### [REQUIRED TASKS]
(1) From the clock gating text, set down word for word the part that opens with the words containing "Most digital integrated" and closes with "synchronous CMOS circuits.".
(2) In the clock gating text, what keeps glitches on the enable wire from causing unintentional clock pulses on the flip-flop's clock input?

### [TEXT EXCERPT]
Most digital integrated circuits today are fabricated using a CMOS process. One of the reasons that CMOS has become prevalent is because it dissipates less power than competing technologies, but now as chip speeds rise, even CMOS chips consume too much power.
Clock gating is a well-known technique in conventional synchronous CMOS circuits.
A clock is a global signal, distributed to all storage elements which are conventionally implemented as D-type flip-flops. In conventional circuits without clock gating, storage elements that do not need to capture new data are either disabled explicitly or a multiplexor is used to feed the current output of the storage element back to the input. These two options are shown in FIG. 1. FIG. 1 also illustrates terminology which will be mentioned here because it is used in the following, a denotes a data input to the D-type flip-flop D-FF, where as b denotes the data output. Input data a is supplied to an input data terminal and the output data b is taken from an output data terminal. An enable signal is supplied to an enable input of the D-type flip-flop, and a clock signal φ is supplied to the clock terminal. The diagram on the right hand side of FIG. 1 shows a multiplexer M receiving the input data a and the output data b and being controlled by the enable signal.
Applying a clock input to a flip-flop that does not change its output is a waste of power, so schemes have been developed that avoid useless clocking. One such scheme is shown in FIG. 2. An AND gate 100 only applies the clock φ when the flip-flop D-FF is enabled, and a transparent TL latch is used to make sure that glitches on the enable wire carrying the enable signal do not cause unintentional clock pulses on the clock input to the flip-flop.

[Entries from a data source]
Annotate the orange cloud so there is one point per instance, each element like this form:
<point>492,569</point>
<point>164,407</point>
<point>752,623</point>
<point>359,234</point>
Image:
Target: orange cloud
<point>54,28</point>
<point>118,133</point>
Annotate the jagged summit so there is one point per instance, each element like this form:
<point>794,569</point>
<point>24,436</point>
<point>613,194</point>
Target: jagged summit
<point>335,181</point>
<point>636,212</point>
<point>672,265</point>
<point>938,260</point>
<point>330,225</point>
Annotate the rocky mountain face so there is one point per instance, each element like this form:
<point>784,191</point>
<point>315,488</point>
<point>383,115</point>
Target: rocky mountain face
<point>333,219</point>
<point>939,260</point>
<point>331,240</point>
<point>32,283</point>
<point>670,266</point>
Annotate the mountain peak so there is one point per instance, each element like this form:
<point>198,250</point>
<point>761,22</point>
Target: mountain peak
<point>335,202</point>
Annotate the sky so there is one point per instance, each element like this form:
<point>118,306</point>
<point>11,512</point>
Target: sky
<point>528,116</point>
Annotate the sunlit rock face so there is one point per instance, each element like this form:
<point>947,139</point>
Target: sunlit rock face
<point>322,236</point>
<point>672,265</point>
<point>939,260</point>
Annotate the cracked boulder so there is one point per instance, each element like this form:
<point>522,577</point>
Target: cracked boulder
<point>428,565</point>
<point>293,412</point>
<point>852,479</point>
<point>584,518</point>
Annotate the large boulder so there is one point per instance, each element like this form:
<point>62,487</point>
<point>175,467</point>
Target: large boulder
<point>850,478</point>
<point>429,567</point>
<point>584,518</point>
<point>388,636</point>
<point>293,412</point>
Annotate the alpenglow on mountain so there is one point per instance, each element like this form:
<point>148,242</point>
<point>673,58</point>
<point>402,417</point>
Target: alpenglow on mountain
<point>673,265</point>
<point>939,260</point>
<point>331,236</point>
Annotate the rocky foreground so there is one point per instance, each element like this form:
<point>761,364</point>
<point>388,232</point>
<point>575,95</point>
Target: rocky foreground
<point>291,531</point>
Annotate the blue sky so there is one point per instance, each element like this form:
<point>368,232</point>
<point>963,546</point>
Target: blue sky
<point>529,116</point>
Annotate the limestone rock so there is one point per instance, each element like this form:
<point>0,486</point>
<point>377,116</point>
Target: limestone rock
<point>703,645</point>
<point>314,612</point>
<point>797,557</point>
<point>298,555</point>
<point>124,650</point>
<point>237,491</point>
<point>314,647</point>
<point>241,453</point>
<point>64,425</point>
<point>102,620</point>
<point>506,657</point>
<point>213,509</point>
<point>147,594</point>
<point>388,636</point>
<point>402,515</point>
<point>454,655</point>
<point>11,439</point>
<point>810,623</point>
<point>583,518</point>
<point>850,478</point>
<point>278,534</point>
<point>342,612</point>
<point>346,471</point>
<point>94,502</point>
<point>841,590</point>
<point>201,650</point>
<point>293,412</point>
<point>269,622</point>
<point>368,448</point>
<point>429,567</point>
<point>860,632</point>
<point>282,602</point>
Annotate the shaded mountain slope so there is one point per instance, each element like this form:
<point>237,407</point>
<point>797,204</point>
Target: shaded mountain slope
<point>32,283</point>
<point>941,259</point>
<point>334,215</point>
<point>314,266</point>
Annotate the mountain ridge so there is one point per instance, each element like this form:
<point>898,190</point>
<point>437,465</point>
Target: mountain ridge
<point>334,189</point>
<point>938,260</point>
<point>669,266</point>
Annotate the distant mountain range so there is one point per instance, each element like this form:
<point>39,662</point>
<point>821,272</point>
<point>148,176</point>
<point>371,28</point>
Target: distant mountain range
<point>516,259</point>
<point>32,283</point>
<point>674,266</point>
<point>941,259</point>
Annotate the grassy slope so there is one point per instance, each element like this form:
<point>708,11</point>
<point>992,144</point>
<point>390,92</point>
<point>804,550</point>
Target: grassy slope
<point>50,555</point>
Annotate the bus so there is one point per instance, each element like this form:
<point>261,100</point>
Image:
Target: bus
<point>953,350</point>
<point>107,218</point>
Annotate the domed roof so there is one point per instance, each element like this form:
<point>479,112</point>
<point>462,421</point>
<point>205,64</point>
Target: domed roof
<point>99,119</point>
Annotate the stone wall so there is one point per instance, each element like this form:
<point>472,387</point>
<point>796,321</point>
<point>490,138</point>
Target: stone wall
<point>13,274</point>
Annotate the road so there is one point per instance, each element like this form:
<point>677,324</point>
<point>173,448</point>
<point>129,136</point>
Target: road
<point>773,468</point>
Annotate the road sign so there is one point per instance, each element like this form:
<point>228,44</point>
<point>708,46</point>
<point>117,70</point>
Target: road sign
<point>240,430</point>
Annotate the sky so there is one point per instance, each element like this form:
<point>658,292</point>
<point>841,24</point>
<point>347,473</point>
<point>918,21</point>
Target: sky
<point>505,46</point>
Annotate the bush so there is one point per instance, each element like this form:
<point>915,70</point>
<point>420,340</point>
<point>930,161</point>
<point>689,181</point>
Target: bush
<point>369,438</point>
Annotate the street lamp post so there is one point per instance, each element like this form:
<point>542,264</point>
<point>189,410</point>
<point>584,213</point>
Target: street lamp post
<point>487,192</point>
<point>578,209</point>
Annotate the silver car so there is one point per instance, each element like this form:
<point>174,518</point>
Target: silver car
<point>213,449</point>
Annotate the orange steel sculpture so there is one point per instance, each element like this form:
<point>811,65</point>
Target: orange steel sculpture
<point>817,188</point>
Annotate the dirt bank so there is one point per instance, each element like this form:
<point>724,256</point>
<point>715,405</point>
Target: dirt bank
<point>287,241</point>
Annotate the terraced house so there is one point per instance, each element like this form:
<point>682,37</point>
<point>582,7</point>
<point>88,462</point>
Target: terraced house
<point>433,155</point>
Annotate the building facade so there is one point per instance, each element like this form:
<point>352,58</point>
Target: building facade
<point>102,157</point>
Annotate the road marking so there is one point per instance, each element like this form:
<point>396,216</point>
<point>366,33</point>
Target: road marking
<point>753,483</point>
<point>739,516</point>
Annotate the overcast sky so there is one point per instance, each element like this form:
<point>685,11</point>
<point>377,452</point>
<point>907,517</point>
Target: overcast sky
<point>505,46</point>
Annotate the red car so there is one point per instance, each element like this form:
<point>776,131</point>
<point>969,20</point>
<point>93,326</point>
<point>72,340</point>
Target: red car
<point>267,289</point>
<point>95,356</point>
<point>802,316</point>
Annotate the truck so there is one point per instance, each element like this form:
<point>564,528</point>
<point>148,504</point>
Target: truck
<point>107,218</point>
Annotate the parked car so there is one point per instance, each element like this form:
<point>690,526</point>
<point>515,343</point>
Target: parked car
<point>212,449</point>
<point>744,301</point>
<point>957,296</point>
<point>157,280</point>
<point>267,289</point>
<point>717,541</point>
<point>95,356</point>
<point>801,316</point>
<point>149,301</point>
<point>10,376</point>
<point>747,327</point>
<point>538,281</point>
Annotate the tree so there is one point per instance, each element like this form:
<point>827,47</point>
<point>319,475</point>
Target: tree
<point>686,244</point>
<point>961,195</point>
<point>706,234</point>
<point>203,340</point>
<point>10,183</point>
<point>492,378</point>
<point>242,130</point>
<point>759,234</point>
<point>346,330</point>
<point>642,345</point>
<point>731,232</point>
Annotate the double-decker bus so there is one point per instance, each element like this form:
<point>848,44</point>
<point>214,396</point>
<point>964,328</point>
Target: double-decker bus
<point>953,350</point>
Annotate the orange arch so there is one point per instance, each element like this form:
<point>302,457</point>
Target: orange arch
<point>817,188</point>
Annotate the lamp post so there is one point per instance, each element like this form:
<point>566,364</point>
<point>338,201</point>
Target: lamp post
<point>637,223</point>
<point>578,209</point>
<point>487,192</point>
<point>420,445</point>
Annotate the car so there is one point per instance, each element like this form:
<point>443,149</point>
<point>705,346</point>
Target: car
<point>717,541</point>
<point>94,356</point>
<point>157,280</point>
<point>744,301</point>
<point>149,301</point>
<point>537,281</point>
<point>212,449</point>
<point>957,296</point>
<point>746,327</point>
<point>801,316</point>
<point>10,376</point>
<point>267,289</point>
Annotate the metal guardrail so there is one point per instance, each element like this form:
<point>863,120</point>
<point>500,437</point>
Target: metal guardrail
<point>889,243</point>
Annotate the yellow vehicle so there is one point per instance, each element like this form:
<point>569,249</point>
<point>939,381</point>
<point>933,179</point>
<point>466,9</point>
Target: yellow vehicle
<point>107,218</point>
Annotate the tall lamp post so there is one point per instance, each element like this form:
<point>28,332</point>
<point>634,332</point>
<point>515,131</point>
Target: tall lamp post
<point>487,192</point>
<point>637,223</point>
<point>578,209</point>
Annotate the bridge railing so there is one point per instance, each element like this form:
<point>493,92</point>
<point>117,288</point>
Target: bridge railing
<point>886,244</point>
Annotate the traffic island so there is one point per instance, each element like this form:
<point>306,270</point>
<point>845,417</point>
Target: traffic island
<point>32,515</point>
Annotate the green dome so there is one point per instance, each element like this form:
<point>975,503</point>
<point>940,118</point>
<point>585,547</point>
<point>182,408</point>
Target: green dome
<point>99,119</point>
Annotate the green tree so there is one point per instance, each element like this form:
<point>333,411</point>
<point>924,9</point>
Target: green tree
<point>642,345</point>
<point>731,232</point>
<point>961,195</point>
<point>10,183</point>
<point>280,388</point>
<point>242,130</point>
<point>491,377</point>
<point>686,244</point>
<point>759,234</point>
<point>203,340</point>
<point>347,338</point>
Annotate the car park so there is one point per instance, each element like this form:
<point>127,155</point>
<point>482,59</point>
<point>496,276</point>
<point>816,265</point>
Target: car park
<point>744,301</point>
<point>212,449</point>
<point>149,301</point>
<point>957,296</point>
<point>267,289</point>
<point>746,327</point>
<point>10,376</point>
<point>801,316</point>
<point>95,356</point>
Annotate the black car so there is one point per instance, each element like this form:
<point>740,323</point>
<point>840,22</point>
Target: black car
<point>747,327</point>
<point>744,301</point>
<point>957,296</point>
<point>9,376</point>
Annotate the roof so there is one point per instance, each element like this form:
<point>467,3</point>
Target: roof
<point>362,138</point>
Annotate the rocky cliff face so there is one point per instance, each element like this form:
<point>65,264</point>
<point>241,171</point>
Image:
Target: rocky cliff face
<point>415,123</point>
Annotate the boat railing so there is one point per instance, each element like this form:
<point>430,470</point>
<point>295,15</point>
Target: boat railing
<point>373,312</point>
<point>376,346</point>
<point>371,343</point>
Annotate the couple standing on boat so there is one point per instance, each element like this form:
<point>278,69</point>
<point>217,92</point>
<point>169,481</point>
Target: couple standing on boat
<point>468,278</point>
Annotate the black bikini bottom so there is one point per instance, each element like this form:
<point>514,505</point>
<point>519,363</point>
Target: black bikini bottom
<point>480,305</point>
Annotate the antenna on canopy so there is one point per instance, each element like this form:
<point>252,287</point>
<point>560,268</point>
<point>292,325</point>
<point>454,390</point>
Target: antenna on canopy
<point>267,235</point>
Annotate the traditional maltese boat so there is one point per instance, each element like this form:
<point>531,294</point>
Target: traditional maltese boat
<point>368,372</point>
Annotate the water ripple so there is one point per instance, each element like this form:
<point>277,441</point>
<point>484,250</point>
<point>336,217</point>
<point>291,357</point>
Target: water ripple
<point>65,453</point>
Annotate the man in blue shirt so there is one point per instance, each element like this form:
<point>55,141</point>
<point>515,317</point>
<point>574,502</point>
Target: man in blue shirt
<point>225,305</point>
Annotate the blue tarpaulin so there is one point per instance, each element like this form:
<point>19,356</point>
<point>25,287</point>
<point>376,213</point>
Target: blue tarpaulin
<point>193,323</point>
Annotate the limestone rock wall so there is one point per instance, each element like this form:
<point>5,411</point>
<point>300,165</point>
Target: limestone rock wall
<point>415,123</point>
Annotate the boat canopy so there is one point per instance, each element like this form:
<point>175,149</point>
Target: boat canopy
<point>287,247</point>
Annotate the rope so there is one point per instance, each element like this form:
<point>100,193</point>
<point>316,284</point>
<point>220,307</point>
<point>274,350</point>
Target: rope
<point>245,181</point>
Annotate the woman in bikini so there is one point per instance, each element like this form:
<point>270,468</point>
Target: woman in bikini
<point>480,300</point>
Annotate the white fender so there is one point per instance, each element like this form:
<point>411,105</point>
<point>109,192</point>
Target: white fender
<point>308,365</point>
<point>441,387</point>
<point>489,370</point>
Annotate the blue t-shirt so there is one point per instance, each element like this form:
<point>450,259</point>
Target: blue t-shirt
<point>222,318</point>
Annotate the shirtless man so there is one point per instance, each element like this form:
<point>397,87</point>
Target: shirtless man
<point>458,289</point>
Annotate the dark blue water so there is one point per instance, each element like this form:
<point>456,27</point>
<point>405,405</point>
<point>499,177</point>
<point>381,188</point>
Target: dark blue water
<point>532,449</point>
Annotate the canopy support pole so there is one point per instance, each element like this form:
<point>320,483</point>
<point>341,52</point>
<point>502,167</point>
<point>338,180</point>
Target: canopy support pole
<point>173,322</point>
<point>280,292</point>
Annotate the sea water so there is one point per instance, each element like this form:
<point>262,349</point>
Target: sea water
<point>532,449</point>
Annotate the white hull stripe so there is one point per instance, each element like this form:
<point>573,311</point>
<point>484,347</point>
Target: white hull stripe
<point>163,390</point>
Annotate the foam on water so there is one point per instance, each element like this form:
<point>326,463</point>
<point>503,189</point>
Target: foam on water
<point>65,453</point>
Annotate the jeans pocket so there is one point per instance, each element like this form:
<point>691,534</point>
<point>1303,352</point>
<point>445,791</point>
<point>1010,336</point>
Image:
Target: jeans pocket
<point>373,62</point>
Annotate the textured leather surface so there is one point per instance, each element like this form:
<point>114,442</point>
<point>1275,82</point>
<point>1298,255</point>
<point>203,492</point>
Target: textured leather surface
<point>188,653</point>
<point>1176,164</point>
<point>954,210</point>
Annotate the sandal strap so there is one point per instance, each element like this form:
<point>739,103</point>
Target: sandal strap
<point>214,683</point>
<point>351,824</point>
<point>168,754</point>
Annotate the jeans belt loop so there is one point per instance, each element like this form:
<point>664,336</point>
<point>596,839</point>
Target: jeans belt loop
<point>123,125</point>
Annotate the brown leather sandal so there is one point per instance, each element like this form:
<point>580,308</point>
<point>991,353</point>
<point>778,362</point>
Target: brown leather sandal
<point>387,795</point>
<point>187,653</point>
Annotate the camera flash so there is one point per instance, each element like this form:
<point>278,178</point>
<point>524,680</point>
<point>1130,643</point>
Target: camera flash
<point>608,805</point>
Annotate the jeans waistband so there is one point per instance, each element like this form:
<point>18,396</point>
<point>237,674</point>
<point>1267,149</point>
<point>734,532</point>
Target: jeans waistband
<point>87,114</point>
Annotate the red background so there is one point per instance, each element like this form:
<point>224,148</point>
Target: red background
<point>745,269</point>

### [RESPONSE LIST]
(1)
Most digital integrated circuits today are fabricated using a CMOS process. One of the reasons that CMOS has become prevalent is because it dissipates less power than competing technologies, but now as chip speeds rise, even CMOS chips consume too much power.
Clock gating is a well-known technique in conventional synchronous CMOS circuits.

(2) A transparent TL latch.